++++ Records for this task
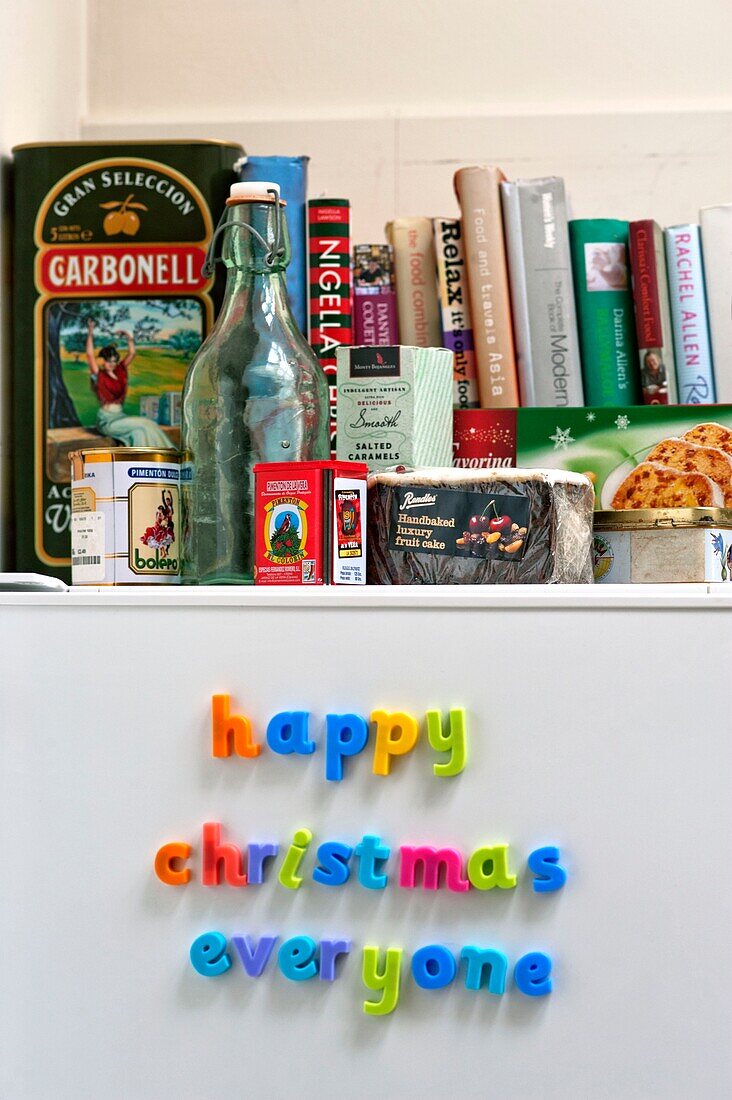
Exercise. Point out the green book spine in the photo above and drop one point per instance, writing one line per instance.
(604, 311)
++++++++
++++ Records for this task
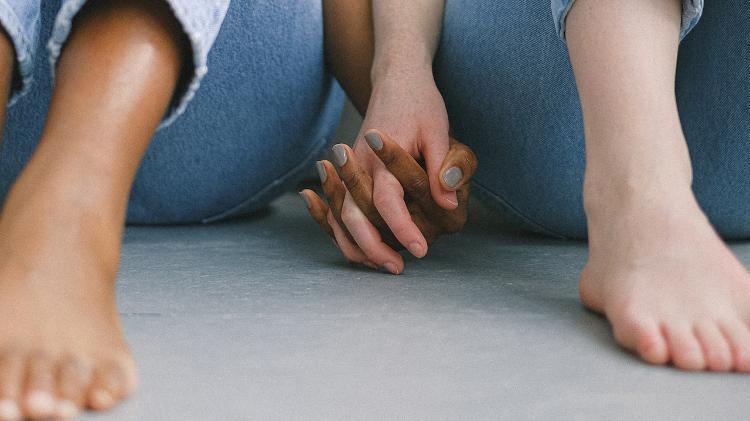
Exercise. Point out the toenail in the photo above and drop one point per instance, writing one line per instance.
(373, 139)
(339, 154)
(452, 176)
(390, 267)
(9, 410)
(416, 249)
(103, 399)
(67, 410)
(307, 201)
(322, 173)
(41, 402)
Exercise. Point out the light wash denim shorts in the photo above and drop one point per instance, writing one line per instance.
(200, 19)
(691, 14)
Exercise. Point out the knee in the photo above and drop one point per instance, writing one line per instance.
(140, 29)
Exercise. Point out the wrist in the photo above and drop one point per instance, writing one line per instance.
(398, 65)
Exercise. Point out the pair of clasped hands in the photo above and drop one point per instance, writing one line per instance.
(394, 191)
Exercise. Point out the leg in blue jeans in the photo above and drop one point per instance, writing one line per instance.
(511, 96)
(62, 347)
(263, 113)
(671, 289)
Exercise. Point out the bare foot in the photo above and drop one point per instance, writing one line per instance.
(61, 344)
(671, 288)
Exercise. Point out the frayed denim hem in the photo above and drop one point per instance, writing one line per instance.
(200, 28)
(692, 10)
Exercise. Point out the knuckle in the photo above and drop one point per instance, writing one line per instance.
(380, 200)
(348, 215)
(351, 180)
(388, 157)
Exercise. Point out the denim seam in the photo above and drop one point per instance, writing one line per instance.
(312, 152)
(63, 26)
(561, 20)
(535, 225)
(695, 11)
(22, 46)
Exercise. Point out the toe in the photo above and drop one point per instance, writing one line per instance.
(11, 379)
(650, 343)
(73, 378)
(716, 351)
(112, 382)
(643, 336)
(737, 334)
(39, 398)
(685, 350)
++++++++
Count how many lines of the records above contain the string "denim", and reply with that number alone.

→ Output for this task: 3